━━━━━ Provided records

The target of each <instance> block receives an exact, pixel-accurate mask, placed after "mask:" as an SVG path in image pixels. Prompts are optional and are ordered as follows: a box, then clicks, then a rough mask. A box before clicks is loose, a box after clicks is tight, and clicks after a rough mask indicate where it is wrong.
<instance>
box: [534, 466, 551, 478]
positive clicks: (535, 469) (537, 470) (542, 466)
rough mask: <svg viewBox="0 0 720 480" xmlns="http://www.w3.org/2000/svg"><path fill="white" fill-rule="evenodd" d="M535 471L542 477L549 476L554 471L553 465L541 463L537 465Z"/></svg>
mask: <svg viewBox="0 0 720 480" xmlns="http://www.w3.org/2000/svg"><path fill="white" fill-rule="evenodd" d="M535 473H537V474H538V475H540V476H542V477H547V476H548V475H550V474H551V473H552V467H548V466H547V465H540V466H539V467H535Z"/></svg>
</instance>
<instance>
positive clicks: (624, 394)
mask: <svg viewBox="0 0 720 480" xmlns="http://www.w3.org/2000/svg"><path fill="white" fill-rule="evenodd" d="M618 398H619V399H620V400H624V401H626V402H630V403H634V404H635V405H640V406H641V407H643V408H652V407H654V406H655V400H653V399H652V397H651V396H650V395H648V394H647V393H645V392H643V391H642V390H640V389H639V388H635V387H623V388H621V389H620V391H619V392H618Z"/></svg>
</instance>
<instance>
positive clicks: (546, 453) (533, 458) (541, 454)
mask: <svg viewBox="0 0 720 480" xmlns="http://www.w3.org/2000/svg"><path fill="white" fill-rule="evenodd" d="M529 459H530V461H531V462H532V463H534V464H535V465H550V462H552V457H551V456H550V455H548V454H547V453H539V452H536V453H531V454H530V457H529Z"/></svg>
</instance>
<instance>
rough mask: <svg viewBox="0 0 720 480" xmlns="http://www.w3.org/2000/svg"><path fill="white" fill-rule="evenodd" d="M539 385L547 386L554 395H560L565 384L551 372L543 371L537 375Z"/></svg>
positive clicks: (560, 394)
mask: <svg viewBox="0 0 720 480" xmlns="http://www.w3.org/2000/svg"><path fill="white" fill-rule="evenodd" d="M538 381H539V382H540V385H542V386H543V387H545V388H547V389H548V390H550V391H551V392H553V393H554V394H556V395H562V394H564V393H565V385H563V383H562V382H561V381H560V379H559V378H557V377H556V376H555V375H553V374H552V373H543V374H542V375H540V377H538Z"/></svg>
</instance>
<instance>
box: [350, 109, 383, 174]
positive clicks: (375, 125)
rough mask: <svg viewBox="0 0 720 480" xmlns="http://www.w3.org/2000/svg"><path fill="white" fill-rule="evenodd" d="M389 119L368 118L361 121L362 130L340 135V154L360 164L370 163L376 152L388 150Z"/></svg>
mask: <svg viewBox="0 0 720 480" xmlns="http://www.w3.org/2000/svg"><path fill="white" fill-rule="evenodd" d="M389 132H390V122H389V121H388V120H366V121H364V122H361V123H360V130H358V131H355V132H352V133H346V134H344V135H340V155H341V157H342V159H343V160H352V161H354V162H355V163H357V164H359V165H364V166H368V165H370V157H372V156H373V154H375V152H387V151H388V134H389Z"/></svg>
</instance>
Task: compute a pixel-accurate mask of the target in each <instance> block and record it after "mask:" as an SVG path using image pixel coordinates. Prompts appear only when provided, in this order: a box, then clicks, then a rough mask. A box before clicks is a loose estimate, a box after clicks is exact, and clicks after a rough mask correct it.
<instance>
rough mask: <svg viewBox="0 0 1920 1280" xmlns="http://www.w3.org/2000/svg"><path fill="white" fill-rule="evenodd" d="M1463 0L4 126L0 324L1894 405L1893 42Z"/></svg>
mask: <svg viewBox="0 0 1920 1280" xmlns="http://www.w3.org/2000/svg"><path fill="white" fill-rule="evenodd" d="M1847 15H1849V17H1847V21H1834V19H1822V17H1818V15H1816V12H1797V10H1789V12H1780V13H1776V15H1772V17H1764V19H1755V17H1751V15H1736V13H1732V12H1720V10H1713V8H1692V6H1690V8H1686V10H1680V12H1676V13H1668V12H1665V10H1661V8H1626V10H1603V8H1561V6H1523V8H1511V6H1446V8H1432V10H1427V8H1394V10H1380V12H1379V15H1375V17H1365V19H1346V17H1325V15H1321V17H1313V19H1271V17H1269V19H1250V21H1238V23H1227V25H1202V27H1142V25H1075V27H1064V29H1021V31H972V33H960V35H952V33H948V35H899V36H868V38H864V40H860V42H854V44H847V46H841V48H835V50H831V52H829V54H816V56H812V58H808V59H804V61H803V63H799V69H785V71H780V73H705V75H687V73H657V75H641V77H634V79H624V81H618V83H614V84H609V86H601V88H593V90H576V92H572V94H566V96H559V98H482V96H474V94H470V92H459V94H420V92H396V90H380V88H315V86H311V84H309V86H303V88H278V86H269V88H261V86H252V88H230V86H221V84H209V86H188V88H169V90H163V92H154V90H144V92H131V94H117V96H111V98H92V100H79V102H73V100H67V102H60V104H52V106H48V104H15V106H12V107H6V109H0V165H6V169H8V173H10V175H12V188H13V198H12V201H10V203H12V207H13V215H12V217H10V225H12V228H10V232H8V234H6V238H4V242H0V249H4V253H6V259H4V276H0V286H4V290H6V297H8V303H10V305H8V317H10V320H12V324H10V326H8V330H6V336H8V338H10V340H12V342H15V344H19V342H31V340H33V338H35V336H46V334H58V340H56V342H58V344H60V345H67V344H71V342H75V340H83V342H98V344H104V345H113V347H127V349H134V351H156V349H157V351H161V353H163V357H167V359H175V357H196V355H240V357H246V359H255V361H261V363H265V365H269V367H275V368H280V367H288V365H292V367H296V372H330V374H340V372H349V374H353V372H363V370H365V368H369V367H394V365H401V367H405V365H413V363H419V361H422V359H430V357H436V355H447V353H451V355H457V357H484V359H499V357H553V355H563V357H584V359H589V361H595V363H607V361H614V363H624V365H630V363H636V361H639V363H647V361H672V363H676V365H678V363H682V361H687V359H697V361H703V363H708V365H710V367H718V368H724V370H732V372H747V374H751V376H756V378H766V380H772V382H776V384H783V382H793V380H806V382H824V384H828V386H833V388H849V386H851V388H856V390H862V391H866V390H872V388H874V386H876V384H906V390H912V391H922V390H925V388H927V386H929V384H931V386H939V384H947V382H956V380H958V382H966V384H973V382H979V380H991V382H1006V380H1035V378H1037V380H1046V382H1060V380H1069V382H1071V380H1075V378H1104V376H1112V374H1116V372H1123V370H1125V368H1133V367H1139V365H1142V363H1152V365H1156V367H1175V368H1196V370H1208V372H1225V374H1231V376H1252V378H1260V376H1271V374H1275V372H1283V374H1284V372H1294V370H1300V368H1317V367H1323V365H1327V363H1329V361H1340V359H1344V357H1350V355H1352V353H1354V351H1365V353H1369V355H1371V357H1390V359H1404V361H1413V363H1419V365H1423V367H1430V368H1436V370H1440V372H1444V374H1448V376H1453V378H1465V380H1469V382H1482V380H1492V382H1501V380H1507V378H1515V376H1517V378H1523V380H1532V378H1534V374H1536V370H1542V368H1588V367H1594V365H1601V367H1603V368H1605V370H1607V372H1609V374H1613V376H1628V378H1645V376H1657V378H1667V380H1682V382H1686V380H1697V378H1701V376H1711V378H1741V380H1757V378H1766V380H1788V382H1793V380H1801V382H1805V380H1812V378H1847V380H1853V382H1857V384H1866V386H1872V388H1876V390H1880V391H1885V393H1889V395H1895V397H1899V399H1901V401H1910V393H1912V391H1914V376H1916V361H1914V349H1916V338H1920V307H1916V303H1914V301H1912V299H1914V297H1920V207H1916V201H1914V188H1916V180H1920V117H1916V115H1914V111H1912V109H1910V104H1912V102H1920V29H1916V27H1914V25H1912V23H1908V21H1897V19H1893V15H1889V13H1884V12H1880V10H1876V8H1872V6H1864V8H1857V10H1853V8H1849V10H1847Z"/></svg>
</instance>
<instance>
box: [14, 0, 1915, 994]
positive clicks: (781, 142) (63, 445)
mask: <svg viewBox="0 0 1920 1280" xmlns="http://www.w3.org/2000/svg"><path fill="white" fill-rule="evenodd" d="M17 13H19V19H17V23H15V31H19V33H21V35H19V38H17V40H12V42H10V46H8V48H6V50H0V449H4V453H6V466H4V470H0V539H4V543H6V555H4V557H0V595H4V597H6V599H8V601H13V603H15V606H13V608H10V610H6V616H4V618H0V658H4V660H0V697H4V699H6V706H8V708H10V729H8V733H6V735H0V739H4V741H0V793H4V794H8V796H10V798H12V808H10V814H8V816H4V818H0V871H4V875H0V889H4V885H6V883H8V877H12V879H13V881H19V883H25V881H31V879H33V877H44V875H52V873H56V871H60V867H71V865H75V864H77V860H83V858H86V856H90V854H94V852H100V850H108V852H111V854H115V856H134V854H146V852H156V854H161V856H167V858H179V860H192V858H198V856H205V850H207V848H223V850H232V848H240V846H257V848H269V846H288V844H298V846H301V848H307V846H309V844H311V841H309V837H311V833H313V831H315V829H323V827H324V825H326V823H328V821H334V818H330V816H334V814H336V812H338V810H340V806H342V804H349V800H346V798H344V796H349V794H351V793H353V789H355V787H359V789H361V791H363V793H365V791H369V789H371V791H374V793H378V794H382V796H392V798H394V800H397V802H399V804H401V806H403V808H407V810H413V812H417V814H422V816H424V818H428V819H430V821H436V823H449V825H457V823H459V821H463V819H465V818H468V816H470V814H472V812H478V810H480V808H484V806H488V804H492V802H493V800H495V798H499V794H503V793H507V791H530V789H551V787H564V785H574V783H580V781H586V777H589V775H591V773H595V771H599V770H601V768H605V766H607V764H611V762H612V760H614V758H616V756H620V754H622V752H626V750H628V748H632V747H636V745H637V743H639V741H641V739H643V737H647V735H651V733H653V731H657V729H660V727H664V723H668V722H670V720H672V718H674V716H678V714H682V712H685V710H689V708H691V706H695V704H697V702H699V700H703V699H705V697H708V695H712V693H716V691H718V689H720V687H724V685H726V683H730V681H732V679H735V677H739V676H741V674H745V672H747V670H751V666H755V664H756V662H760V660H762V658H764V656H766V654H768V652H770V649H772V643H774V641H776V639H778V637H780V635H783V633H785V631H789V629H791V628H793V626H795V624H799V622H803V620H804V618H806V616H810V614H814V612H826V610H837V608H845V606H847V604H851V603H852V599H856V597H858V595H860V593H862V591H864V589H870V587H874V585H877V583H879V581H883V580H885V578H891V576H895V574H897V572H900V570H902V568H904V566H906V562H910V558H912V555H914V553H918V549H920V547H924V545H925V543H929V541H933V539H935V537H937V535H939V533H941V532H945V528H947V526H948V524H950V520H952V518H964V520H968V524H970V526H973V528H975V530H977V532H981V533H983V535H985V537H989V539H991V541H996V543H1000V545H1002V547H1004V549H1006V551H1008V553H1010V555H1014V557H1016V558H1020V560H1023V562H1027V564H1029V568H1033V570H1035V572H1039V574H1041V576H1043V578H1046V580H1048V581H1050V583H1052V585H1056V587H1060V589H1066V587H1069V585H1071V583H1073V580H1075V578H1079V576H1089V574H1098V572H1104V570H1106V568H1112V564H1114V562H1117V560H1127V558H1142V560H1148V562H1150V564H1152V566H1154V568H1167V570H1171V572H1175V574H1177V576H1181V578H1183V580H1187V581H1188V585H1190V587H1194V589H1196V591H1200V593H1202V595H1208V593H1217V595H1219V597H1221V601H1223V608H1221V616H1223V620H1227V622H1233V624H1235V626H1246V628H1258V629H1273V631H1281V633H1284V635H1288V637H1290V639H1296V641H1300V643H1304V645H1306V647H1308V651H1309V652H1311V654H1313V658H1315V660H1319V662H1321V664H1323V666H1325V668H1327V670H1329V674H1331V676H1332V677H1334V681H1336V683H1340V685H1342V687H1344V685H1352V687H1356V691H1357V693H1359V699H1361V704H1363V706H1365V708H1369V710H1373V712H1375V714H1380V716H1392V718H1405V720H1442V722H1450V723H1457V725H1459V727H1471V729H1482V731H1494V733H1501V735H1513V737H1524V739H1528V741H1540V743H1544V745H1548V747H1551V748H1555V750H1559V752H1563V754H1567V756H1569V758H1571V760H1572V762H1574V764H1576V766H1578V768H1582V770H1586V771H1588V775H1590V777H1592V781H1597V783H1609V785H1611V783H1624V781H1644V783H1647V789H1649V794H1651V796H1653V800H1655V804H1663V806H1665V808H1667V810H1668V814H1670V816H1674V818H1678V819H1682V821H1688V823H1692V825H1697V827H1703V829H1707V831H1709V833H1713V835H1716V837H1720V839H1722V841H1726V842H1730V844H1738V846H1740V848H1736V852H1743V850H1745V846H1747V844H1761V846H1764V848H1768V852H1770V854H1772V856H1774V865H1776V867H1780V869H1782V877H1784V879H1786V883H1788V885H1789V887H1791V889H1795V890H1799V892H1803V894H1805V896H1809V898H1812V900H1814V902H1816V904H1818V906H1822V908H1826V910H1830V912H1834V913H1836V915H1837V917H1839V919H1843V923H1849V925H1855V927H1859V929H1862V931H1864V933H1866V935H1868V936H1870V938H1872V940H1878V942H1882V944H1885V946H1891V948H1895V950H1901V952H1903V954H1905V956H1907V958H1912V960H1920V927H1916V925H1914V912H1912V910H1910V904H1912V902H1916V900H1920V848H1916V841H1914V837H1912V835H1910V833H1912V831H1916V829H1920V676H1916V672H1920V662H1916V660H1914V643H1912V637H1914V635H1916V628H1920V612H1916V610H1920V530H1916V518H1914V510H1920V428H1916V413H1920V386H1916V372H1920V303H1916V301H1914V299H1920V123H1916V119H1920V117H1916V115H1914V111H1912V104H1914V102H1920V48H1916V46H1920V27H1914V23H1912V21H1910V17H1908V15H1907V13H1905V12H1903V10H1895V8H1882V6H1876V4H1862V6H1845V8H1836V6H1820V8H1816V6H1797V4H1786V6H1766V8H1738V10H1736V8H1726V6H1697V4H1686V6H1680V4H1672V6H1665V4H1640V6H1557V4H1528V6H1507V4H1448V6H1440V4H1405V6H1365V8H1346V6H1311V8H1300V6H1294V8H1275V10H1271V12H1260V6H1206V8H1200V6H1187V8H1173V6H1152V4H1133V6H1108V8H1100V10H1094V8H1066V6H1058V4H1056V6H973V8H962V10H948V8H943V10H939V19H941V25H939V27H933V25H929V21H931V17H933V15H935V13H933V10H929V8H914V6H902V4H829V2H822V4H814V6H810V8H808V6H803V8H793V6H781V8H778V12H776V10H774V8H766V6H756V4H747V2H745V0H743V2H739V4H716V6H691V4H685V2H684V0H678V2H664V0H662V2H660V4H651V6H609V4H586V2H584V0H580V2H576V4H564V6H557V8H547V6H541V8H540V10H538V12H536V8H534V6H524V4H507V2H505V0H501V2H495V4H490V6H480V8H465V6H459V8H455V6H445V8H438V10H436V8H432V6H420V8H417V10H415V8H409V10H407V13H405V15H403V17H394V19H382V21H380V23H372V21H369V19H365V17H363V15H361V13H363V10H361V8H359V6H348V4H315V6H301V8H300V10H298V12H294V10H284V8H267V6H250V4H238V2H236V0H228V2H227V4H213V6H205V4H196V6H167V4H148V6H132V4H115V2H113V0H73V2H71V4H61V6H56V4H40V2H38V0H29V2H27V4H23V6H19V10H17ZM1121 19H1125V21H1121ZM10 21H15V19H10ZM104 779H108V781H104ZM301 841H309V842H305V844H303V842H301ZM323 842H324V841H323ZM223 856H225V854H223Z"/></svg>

━━━━━━━━━━

» **Exercise**:
Your task is to restate, word for word, the lines from the beginning of the records to the line with "positive clicks: (535, 469)", inclusive.

» **Final answer**:
The target of each <instance> block receives an exact, pixel-accurate mask, placed after "mask:" as an SVG path in image pixels. Prompts are optional and are ordered as follows: a box, then clicks, then a rough mask. A box before clicks is loose, a box after clicks is tight, and clicks after a rough mask indicate where it is wrong.
<instance>
box: [534, 466, 551, 478]
positive clicks: (535, 469) (537, 470) (542, 466)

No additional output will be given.